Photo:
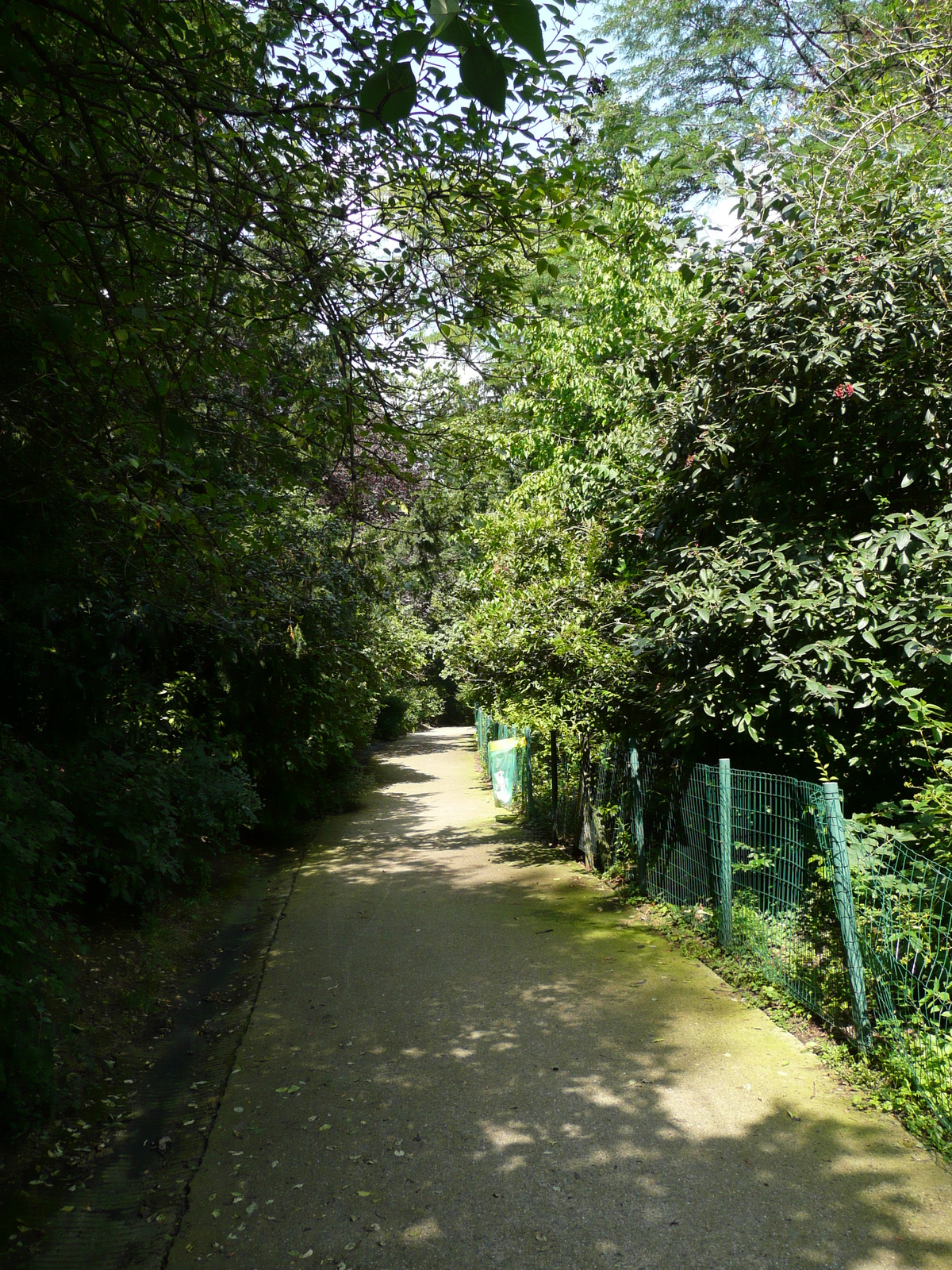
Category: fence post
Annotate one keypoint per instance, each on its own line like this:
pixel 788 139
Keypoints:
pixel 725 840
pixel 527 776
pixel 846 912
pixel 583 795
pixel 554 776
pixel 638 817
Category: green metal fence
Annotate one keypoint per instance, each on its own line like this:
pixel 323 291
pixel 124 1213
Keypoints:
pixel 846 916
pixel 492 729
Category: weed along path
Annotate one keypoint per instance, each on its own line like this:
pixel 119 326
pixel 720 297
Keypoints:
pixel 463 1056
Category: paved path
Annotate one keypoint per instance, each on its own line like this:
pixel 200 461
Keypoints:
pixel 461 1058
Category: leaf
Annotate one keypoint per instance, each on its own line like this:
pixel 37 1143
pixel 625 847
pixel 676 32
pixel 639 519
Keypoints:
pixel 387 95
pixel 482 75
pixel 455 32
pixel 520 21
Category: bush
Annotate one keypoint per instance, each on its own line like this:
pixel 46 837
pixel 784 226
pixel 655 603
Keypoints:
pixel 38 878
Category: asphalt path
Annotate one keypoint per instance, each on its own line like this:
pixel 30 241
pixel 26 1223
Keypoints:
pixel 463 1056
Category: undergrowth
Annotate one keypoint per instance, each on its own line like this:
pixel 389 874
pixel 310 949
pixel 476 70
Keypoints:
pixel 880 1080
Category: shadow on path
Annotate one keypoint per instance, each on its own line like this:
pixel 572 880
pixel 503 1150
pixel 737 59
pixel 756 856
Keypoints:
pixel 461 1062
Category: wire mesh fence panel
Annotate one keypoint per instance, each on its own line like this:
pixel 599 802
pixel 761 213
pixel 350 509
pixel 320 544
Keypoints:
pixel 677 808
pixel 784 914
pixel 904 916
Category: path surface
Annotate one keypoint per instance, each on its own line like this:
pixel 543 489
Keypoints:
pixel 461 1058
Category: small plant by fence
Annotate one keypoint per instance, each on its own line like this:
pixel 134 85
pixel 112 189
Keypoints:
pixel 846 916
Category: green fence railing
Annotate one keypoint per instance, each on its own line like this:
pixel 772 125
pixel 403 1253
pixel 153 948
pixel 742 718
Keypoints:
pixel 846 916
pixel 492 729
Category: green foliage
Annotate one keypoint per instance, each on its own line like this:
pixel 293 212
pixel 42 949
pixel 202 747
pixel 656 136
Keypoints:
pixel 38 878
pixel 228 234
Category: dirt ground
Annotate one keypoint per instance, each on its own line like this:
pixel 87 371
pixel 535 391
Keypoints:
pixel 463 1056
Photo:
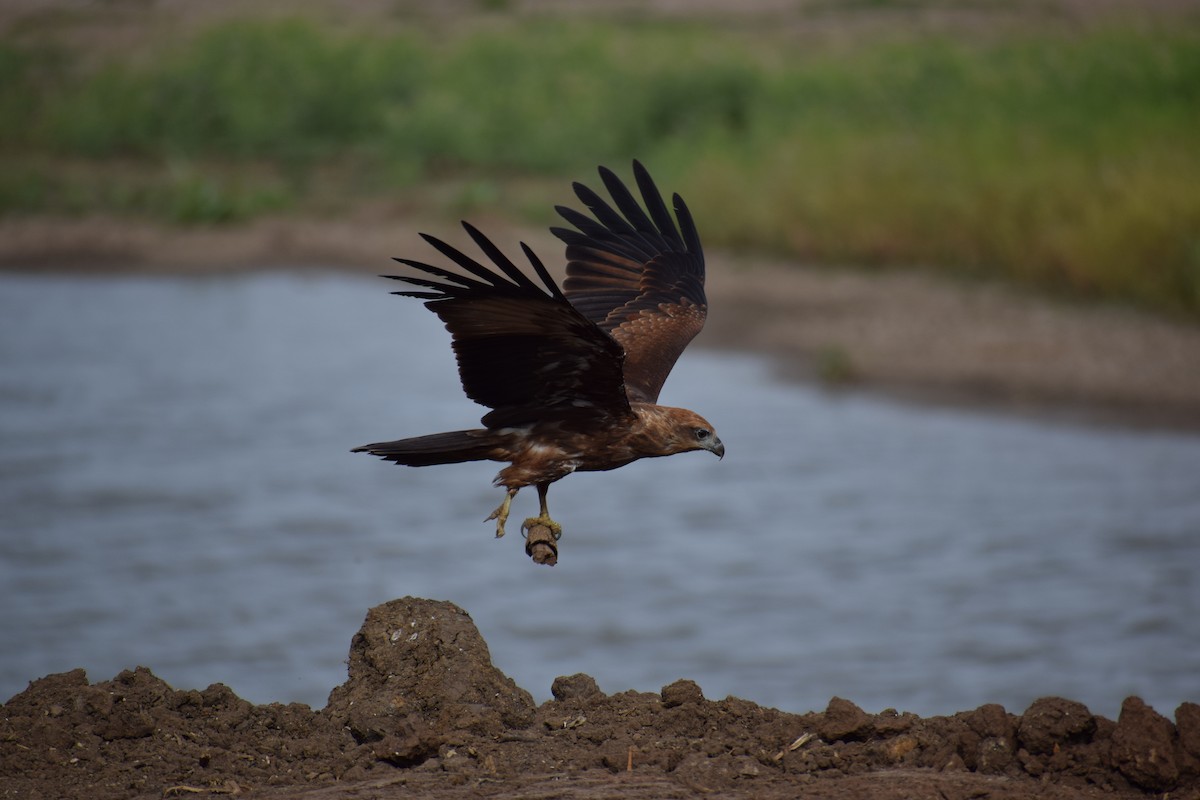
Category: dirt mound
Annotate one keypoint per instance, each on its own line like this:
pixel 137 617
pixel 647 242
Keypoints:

### Brief
Format the lines of the material above as a numbered list, beginning with the line that contains "Category: undergrowth" and continuing through the line that contains "pixel 880 1080". Omit any blank lines.

### Final result
1. Category: undergrowth
2. Annotate one keypoint per instance, each on its own line like this:
3. pixel 389 874
4. pixel 310 949
5. pixel 476 70
6. Keypoints:
7. pixel 880 1080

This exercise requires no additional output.